Word for word, restate the records that come next, omitting the images.

[Point localization data]
_ _ _ _ _ _ _

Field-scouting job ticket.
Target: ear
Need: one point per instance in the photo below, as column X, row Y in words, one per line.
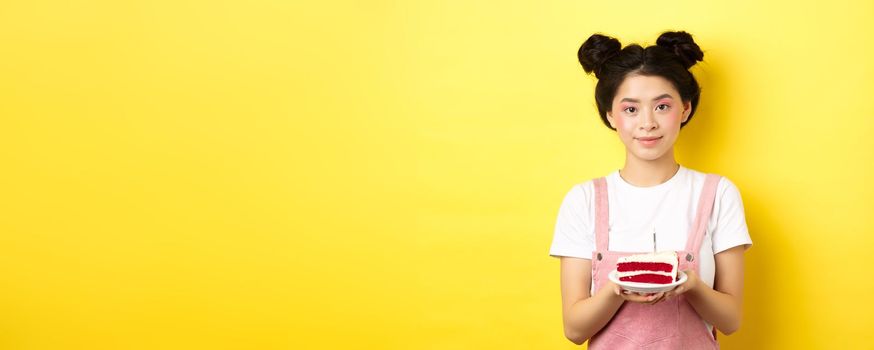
column 687, row 110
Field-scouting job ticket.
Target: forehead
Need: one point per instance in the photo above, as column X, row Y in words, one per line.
column 645, row 88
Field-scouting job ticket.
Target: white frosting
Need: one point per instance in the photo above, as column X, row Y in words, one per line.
column 642, row 272
column 669, row 257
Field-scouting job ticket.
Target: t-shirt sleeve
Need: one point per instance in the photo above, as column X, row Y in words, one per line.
column 571, row 236
column 731, row 227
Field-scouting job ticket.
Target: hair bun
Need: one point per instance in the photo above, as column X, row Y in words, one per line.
column 682, row 45
column 596, row 50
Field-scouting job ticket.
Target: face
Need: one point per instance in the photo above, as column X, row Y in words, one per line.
column 647, row 112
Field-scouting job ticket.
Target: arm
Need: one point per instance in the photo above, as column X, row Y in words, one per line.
column 584, row 315
column 720, row 305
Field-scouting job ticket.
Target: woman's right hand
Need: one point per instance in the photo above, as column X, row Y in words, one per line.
column 628, row 295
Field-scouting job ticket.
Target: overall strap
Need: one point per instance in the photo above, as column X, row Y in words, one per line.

_ _ _ _ _ _ _

» Output of the task
Field-scouting job ticket.
Target: ear
Need: one point per instance in the photo below, as column X, row Y in words, one per line.
column 687, row 110
Field-scouting job ticket.
Target: forehead
Need: one point per instance in the photo above, as column X, row Y in words, one per line.
column 645, row 88
Field-scouting job ticket.
Target: white frosting
Need: one point per instance in the photo above, as column X, row Y in words, one per line.
column 642, row 272
column 669, row 257
Field-scouting job ticket.
Target: t-shirt sleeve
Need: one point per instance in the photo above, as column X, row Y in words, one per line.
column 571, row 236
column 731, row 227
Field-scouting job ticket.
Target: hair bun
Need: one point per instance in the photo above, as column X, row Y in words, one per line.
column 682, row 45
column 596, row 50
Field-scouting job ticket.
Target: face
Need: one point per instance in the photo above, as column X, row Y in words, one per line.
column 647, row 112
Field-scouting job ticket.
Target: arm
Need: one point per instance in the photo above, as column X, row Y in words, one per line.
column 584, row 315
column 720, row 305
Field-scouting job ticket.
Target: woman's right hand
Need: one point per instance in the photo above, as column X, row Y in words, one per line.
column 628, row 295
Field-scouting job ticket.
Target: overall strap
Need: one point per instance in the photo above, as column X, row Y in words, one per line.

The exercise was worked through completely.